Exercise goal. Reproduce the line that contains "Could you please indicate the bat leg" and every line after it through the end of the records, exactly, with nothing added.

Data supplied.
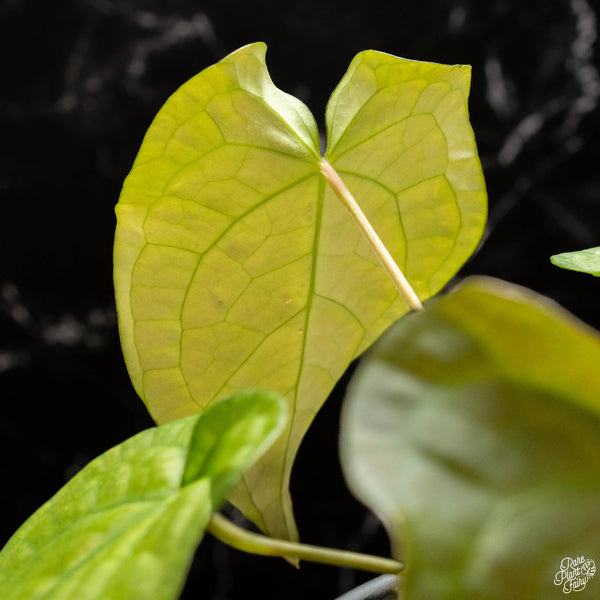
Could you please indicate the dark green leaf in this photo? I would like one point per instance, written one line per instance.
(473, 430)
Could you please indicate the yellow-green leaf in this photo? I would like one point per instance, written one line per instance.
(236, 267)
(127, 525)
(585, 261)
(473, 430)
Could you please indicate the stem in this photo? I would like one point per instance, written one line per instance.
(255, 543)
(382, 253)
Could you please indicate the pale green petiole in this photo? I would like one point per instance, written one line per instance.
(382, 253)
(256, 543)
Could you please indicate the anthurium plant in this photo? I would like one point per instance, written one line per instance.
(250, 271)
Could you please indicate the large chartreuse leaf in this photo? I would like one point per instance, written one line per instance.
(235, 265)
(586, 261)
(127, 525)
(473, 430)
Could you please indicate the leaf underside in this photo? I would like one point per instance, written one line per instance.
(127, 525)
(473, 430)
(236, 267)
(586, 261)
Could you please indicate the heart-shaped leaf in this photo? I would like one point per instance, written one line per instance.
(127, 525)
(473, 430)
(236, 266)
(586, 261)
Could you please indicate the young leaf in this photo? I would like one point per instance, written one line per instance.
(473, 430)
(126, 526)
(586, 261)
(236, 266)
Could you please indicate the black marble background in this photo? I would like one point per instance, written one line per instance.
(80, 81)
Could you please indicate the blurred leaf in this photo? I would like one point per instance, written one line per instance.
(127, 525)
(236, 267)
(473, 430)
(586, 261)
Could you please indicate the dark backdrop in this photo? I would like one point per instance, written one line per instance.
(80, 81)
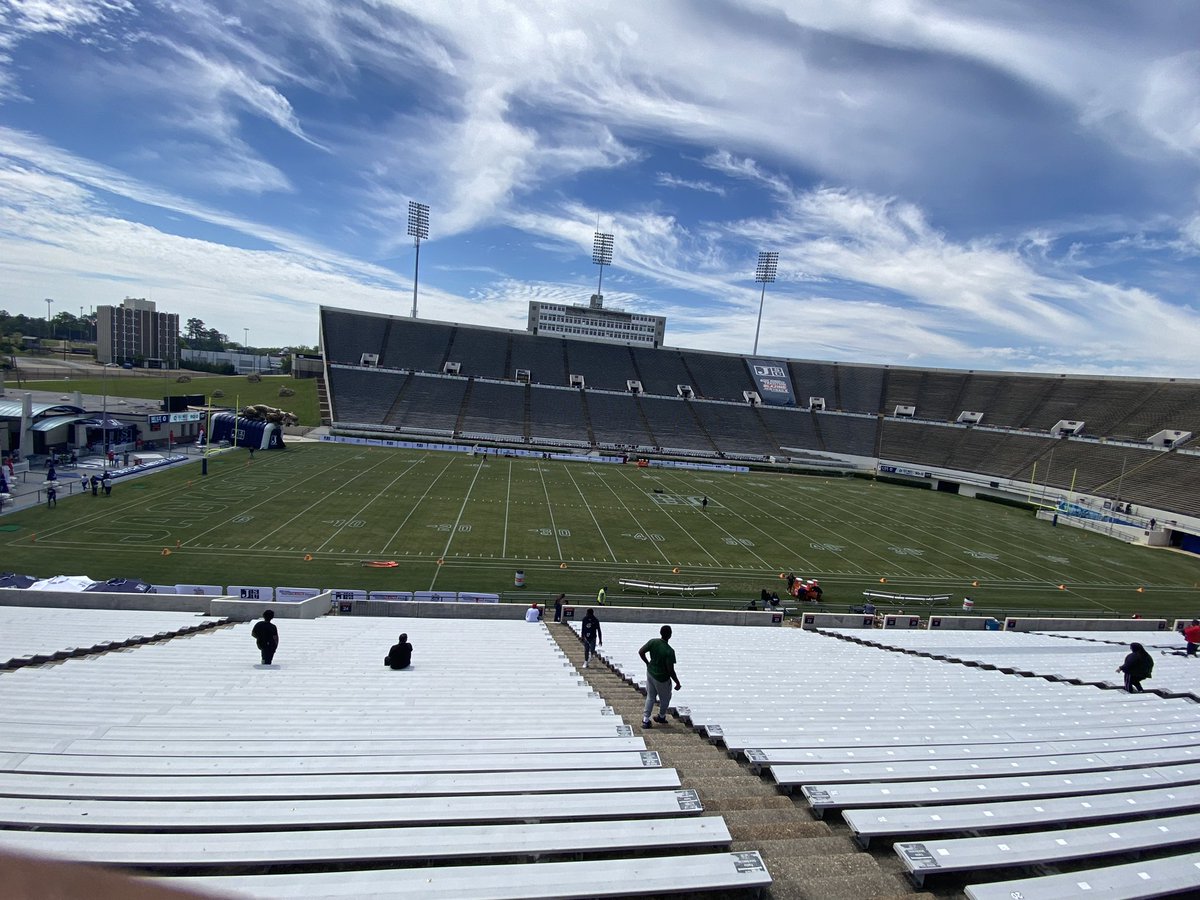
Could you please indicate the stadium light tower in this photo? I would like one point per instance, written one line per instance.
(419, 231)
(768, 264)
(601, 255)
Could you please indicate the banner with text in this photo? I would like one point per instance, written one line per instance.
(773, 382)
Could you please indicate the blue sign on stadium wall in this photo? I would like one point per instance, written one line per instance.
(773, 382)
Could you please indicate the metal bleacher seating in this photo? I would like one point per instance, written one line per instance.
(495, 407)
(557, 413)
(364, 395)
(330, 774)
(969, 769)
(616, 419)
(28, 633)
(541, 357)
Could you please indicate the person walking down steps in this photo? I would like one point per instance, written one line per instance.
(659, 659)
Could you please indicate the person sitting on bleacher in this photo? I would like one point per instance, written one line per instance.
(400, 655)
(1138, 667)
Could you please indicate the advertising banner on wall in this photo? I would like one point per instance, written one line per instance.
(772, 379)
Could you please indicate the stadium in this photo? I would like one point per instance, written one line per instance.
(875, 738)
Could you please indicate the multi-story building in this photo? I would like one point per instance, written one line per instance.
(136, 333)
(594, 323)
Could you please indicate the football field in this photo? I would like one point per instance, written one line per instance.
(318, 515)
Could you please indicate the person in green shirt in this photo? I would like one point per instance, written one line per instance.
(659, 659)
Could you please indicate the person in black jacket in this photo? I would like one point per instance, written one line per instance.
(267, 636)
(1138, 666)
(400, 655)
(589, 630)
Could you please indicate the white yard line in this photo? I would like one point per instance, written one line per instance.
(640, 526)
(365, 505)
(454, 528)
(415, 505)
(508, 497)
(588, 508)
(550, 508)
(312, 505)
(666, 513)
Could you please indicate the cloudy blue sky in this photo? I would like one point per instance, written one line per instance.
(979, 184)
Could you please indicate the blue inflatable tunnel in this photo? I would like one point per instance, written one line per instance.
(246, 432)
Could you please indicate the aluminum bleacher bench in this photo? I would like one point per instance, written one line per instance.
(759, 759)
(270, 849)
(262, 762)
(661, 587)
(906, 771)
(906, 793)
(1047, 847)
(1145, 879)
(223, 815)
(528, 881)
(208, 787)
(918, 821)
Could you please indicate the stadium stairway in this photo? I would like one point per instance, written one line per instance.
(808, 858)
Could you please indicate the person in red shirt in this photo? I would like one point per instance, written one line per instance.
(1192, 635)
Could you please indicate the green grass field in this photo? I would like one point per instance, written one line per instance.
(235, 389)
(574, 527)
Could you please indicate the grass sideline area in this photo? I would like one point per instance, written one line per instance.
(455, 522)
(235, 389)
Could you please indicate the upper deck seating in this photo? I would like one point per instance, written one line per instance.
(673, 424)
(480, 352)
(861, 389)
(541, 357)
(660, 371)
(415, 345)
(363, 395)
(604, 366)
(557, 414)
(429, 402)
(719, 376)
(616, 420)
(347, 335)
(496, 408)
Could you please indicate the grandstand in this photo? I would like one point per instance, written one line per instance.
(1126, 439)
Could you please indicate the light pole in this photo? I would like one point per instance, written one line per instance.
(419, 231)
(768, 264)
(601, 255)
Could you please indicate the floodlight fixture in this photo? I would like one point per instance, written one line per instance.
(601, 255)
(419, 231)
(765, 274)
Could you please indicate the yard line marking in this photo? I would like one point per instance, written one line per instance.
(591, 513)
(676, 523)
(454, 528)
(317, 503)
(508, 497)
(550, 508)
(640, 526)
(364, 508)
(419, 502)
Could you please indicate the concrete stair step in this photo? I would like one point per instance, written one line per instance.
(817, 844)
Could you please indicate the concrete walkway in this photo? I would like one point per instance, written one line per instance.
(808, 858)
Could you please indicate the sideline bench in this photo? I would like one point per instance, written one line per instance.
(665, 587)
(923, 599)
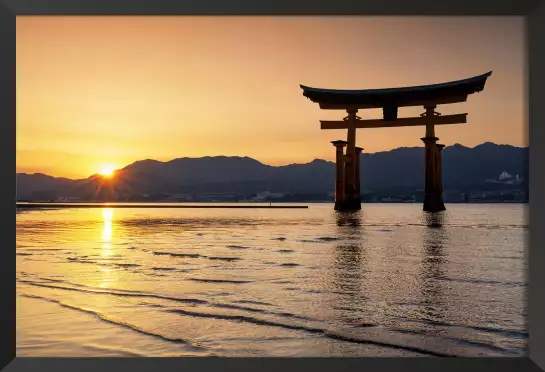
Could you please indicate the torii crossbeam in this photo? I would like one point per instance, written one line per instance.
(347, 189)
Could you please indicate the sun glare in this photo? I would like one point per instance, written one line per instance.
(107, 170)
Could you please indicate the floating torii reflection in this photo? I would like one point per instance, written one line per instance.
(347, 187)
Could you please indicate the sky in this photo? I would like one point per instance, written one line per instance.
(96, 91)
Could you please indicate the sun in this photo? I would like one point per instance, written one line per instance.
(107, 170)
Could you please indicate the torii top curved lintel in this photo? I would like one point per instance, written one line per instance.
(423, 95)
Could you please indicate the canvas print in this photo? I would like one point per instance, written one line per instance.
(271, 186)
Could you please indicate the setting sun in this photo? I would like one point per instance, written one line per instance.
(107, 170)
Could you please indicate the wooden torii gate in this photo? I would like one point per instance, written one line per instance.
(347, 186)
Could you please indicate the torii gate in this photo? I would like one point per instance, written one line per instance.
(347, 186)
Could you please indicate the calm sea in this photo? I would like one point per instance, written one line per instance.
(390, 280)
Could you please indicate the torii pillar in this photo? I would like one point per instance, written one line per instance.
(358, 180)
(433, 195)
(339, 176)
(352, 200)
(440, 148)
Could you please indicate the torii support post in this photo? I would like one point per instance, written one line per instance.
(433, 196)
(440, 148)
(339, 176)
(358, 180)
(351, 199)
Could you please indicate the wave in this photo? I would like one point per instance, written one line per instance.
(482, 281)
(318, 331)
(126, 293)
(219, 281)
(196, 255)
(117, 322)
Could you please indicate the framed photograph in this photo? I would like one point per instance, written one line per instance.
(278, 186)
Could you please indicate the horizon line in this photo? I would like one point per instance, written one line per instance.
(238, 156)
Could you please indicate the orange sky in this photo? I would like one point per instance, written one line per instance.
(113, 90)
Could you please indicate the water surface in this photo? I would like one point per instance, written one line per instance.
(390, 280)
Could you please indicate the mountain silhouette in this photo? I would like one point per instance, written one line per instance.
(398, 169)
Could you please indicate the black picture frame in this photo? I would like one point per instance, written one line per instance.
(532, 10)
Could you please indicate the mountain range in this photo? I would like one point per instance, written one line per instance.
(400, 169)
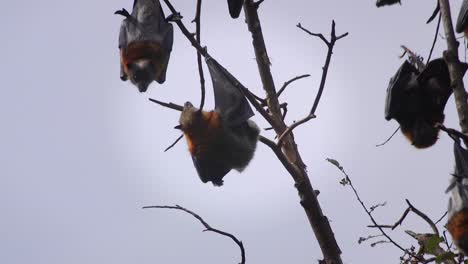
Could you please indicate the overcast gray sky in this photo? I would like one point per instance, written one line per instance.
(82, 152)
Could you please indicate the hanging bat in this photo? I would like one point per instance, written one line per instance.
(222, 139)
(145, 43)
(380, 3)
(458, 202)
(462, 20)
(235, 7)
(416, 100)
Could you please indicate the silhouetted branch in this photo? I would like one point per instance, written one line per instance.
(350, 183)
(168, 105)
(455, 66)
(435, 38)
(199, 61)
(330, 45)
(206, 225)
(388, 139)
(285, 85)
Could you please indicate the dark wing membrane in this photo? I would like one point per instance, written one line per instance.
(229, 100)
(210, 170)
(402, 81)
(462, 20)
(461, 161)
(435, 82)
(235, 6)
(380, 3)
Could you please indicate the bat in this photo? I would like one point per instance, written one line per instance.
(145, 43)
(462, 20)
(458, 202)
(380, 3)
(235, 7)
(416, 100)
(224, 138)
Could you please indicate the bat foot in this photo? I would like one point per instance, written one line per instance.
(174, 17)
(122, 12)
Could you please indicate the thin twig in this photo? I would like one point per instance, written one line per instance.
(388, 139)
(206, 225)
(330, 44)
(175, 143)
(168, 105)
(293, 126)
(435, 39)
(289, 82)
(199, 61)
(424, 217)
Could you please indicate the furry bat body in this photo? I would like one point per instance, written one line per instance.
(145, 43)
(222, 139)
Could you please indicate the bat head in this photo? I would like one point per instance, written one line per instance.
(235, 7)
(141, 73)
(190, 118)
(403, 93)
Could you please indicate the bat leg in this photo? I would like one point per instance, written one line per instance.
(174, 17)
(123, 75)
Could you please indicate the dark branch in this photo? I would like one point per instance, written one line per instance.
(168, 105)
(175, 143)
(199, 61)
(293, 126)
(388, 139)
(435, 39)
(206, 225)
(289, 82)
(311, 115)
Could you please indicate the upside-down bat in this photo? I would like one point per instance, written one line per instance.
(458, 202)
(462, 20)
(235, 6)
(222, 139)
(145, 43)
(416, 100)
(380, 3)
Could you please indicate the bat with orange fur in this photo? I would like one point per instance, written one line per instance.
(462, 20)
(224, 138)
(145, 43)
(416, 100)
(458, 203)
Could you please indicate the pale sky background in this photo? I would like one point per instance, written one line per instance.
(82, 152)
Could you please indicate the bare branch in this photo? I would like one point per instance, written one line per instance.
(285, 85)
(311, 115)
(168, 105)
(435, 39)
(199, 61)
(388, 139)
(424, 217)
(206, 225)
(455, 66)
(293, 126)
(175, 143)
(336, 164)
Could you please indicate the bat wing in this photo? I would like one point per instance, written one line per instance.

Full answer.
Could you please indicate the bat leg in this photo? I would like one point per instance, written one line per instance.
(174, 17)
(123, 75)
Could you please indicate the dark branch in this photo? I would like one point per instance, written one line per instance.
(168, 105)
(175, 143)
(199, 61)
(293, 126)
(388, 139)
(435, 39)
(206, 225)
(289, 82)
(311, 115)
Could you please indicate the upside-down bat in this photo? I would like one point per instance, written one line per instance.
(458, 202)
(462, 20)
(235, 6)
(222, 139)
(145, 43)
(416, 100)
(380, 3)
Could you please indicate the bat with orange fur in this photo? I would like one point per instance, written one line per instance.
(462, 20)
(224, 138)
(145, 43)
(416, 100)
(458, 203)
Could you please indicate the pale sky background in this photo? I would like one point per instance, written one line per instance.
(82, 152)
Could you please indicate the bare branch in this photo? I would like one point per instance, written one line per instance.
(285, 85)
(311, 115)
(168, 105)
(435, 39)
(199, 61)
(388, 139)
(424, 217)
(206, 225)
(455, 66)
(293, 126)
(175, 143)
(336, 164)
Could you please indicate the bat wing in this photo? I would like one point per instance, written one line per instance.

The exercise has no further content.